=== INPUT ===
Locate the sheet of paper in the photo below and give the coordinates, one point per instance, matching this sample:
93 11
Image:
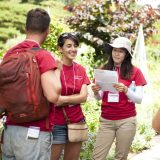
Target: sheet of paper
106 79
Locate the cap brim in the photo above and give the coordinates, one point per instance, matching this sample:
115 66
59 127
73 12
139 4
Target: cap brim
107 48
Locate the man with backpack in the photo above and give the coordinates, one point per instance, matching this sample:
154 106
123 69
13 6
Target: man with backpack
25 69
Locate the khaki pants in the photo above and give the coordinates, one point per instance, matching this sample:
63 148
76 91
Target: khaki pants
121 130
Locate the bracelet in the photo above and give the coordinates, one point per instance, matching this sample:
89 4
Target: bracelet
125 89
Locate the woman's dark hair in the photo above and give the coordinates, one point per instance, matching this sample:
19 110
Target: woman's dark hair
126 68
38 21
69 35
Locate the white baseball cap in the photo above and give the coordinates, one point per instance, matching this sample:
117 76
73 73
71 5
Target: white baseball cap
121 42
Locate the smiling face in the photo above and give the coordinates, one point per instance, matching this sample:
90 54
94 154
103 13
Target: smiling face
68 50
118 55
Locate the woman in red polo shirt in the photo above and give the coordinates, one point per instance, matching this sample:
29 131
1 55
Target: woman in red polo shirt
118 113
74 82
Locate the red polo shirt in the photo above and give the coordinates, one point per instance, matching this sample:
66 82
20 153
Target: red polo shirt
72 79
124 108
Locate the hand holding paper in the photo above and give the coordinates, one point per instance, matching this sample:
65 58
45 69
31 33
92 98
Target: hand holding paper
106 79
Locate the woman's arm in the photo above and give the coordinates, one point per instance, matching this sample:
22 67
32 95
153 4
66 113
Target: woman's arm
97 91
156 122
75 98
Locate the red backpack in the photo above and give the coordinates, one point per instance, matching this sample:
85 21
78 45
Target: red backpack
21 92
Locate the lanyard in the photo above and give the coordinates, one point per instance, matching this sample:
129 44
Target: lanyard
65 82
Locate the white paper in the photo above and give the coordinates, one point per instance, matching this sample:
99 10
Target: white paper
106 79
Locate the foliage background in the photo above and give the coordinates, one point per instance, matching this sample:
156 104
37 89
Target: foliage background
12 19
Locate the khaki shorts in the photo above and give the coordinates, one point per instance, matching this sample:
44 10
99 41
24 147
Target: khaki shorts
17 147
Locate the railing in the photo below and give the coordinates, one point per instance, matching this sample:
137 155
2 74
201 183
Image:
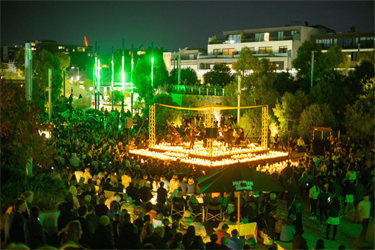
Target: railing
198 90
250 40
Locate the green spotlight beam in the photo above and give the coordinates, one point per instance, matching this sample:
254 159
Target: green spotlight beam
113 79
123 79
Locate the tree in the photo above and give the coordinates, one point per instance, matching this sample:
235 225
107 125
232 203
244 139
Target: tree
142 77
245 62
43 61
285 82
19 127
335 59
360 117
87 83
64 60
314 115
117 96
251 122
220 75
289 110
303 63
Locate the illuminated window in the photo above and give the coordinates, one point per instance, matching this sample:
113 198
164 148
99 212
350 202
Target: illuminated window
283 49
228 51
266 37
265 50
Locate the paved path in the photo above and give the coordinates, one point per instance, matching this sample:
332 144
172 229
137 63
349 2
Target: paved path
347 233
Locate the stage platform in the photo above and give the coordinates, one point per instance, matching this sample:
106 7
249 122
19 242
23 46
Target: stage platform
217 156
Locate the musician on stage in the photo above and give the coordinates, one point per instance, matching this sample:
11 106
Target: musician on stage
230 137
191 132
174 135
240 137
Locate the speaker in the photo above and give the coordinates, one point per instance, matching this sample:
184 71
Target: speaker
290 126
129 123
211 133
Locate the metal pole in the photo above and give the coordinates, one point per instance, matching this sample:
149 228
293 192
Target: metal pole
179 66
95 80
312 68
113 78
28 72
49 92
359 50
131 82
123 76
28 93
239 100
99 83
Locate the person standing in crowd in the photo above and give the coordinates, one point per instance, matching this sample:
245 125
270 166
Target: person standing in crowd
364 209
34 234
15 222
333 219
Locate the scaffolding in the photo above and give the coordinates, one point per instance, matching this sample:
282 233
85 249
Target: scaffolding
152 125
264 141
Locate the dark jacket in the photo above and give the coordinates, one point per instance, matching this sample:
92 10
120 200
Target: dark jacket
34 234
87 232
103 239
64 219
14 228
101 210
299 243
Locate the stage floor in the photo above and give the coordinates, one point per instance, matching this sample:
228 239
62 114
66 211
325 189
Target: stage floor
218 156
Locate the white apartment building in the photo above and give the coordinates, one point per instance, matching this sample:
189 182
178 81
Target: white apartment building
279 45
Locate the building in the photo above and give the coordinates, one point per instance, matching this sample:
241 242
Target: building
279 45
351 43
7 53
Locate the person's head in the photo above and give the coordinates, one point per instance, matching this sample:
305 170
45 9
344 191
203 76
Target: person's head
104 221
190 231
319 244
224 241
34 213
159 231
82 210
73 231
272 196
213 237
114 206
28 196
251 242
234 233
224 227
102 200
146 230
73 190
87 199
366 197
19 205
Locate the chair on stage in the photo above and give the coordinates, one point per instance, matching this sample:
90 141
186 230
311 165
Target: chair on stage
177 208
213 212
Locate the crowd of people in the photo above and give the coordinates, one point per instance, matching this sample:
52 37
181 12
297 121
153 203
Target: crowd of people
117 201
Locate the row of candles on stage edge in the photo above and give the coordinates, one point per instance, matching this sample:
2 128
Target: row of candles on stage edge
203 162
218 149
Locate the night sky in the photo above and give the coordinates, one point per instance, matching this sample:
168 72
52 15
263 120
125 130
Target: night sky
169 23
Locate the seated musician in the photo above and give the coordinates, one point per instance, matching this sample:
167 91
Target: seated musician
172 132
240 137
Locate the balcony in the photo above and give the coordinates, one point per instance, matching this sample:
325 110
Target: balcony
249 40
198 90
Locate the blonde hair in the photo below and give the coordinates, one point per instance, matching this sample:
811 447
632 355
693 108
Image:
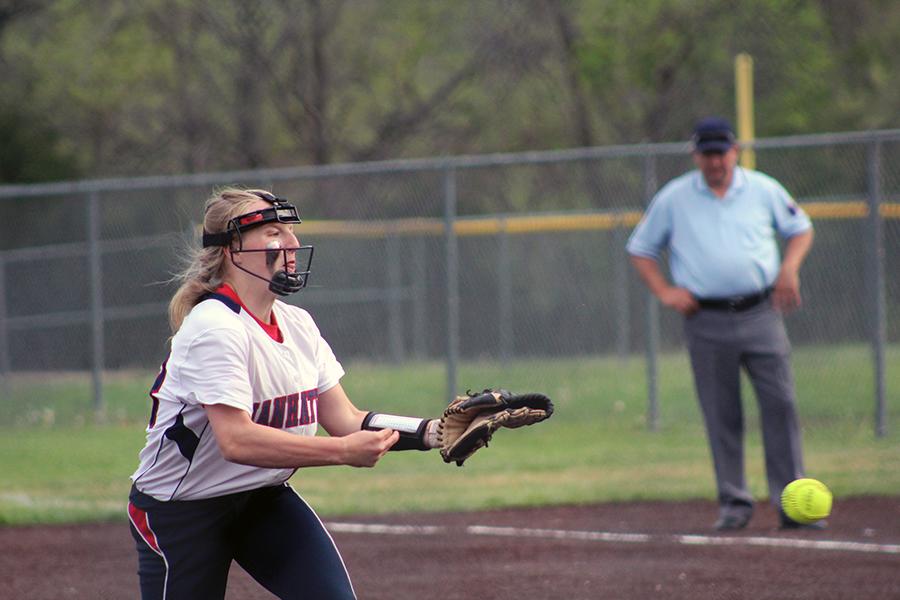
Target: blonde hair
204 269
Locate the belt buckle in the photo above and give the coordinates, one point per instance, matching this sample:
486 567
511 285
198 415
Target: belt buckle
734 303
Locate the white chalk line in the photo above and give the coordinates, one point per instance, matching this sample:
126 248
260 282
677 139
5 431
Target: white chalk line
628 538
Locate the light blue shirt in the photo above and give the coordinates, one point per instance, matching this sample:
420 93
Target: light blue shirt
719 247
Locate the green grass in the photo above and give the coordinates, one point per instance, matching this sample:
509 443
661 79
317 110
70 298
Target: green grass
61 463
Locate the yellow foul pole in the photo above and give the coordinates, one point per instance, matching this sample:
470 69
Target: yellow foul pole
743 83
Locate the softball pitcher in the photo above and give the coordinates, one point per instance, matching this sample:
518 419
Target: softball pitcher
235 410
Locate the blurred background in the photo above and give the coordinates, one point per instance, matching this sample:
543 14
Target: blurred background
468 173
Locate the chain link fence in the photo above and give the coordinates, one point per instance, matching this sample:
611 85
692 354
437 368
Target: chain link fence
481 258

=== JOB ===
Rewrite all of the data above, replacing every "coordinates" with "positions" and leaving everything else unchanged. Omit the pictures.

=== THE SOLUTION ===
Locate the sheet of paper in the photo below and give the positions, one point per instance, matching this sample:
93 11
Image:
Target: sheet of paper
106 79
Locate the cap brim in the photo above and give the positions, one point per instance, matching this sample:
115 66
59 127
73 12
139 4
Target: cap brim
107 48
Locate the man with backpack in the photo above and give the positions, one point per instance, matching this sample:
154 106
123 69
13 6
Target: man with backpack
25 69
Locate the khaki pants in the photo above and give the positions, one point per instance, matching this sample:
63 148
76 91
Target: khaki pants
121 130
Locate the bracelet in the photo above and give the positions, one point per instance, matching this sample:
89 4
Target: bracelet
125 89
Locate the woman's dark hair in the photo above and give the positions, one point per instance, matching this sample:
19 110
Target: woman's dark hair
126 68
38 21
69 35
Locate the white baseball cap in the photo above and give the positions, one point per instance, matching this sample:
117 76
73 73
71 5
Target: white baseball cap
121 42
Locate the smiling face in the photo above and give the positions, one point per instance, matching this sample:
90 54
94 154
103 13
Target: smiling face
68 50
118 55
Locate the woman in red polo shirt in the photo above and give the positions, one point per instance, matching this sample:
29 131
1 55
Target: woman in red polo shirt
118 113
74 82
Locate the red polo shirt in the photo above and give the positions, one point per instance, matching this sample:
66 82
20 153
Target: red polo shirt
72 79
124 108
Locate the hand holding paper in the photo above and give the positions, one point per instance, matching this sample:
65 58
45 69
31 33
92 98
Target: hand holding paper
106 79
Locate the woman's arm in the photo above and give the positions, one point per instance, matching this sample:
22 67
32 95
153 4
66 113
Target: woman's arm
97 91
156 122
75 98
Locate the red backpack in the photo above and give the positions, one point per instance, matching this sample:
85 21
78 45
Target: red backpack
21 92
Locate the lanyard in the photo above and give the positions, one point per instance, matching this sample:
129 44
Target: lanyard
65 82
Locate the white paper in the photo above and give the positions, one point per instance, matching this sample:
99 10
Target: white paper
106 79
Locate the foliage background in the photo above and give the positions, one point per instance, matching this sample:
156 104
37 89
Target: foliage background
12 19
Locate the khaki shorts in the photo above and give the positions, one point per instance, matching this sample:
44 10
99 41
24 147
Target: khaki shorts
17 147
Locate the railing in the photo below and give the positions, one point per instance, matching this sample:
137 155
2 74
201 183
Image:
Target: railing
198 90
250 40
Locate the green spotlight beam in the photo above and give the positions, one point per instance, matching this sample:
254 159
Target: green spotlight beam
113 79
123 79
Locate the tree in the photo above and give the positions, one point per instance, matching this sample:
235 225
107 125
232 203
244 139
Target: tree
142 77
245 62
43 61
285 82
19 127
335 59
360 117
87 83
64 60
314 115
117 96
251 122
220 75
289 110
303 63
Locate the illuminated window in the photo above and give the positions, one point per instance, matching this sample:
113 198
164 148
99 212
350 202
Target: illuminated window
283 49
228 51
266 37
265 50
Locate the paved path in the photo above and give the positions, one point per instance, matching this sample:
332 144
172 229
137 63
349 2
Target: paved path
347 233
Locate the stage platform in the photo above and give the positions, one point per instance, matching this sample:
106 7
249 122
19 242
23 46
Target: stage platform
217 156
Locate the musician on stage in the photo above and give the positions, one point per instance, matching this sample:
11 106
Target: musician on stage
230 137
191 132
174 135
240 137
Locate the speaker in the photo above and give the positions, one point per instance, matching this sample:
184 71
Target: speaker
290 126
129 123
211 133
Locate the metal pole in the photo above and give the positions, one point per instance, matching this sample:
149 228
293 192
Target: metal pole
179 66
95 80
312 68
113 78
28 72
49 92
359 50
131 82
123 76
28 93
239 100
99 83
Locate the person standing in crowd in the photo above and give the positions, one point per instance, matching this sample:
245 125
270 166
Target: person standing in crowd
364 209
34 234
15 222
333 219
Locate the scaffolding in the photo above and give the positions, one point per instance, matching this sample:
282 233
85 249
Target: scaffolding
152 125
264 141
Locate the dark jacket in the photo above and give the positions, one point per instance, matching this sample:
92 10
120 200
Target: dark jacket
34 234
87 232
103 239
64 219
14 228
101 210
299 243
Locate the stage floor in the photo above and give the positions, one point per instance, matching this sample:
228 239
62 114
66 211
325 189
Target: stage floor
218 156
Locate the white apartment building in the photo above and give the positions, one point per instance, matching this sample:
189 182
178 81
Target: white apartment building
279 45
Locate the building in the photo above and give the positions, one point per instance, matching this sample:
241 242
Target: building
279 45
351 43
7 53
Locate the person's head in the photo above and give the positions, one point per instance, matching this sample:
305 170
45 9
344 191
203 76
Target: person's head
104 221
190 231
319 244
224 241
34 213
159 231
82 210
73 231
272 196
213 237
114 206
28 196
251 242
234 233
224 227
102 200
146 230
73 190
87 199
366 197
19 205
Locate the chair on stage in the photo above and give the positions, one point per instance, matching this sample:
90 141
186 230
311 165
Target: chair on stage
177 208
213 212
Locate the crowd of people in the photo above and give the positions, one point per instance, matching this sample:
52 37
181 12
297 121
153 203
Target: crowd of people
117 201
Locate the row of candles on stage edge in the photo above and give the positions, one point per instance, matching this sample:
2 128
Target: row of candles on stage edge
203 162
218 149
Locate the night sky in the photo above and give the positions, one point per instance, matching this sample:
168 72
52 15
263 120
125 130
Target: night sky
169 23
Locate the seated musician in the photo above and give the positions, one point per instance, matching this sample:
167 91
Target: seated musician
172 132
240 137
Locate the balcony in the photo above and give the positions, one point per instance, matching this sample:
325 110
Target: balcony
249 40
198 90
Locate the blonde hair in the photo below and give the positions, one point per instance, matching this sample:
811 447
632 355
693 108
Image:
Target: blonde hair
204 269
Locate the belt buckle in the photo above and give the positions, one point per instance, matching this sample:
486 567
511 285
198 415
Target: belt buckle
734 303
Locate the white chalk line in the photo above and give the positions, one point per instance, matching this sample:
126 248
260 282
677 139
5 431
Target: white chalk line
628 538
Locate the light blue shirt in the photo above and give the positions, one point per instance, matching this sample:
420 93
Target: light blue shirt
719 247
Locate the green grass in the photo above and give the positions, one point per instance, matching this sample:
509 443
661 79
317 110
70 298
Target: green grass
61 463
Locate the yellow foul pole in the photo above and give the positions, one point per instance, matching this sample:
470 69
Target: yellow foul pole
743 83
Locate the softball pitcher in the photo above and give the positions, one point per instance, matching this sample:
518 419
Target: softball pitcher
235 410
Locate the blurred background in the photo above and give the positions, one point per instance, matching this sample:
543 14
Target: blurred background
468 173
Locate the chain link fence in the photo above and give the positions, one point per instance, matching this sample:
611 85
692 354
437 368
Target: chain link fence
481 258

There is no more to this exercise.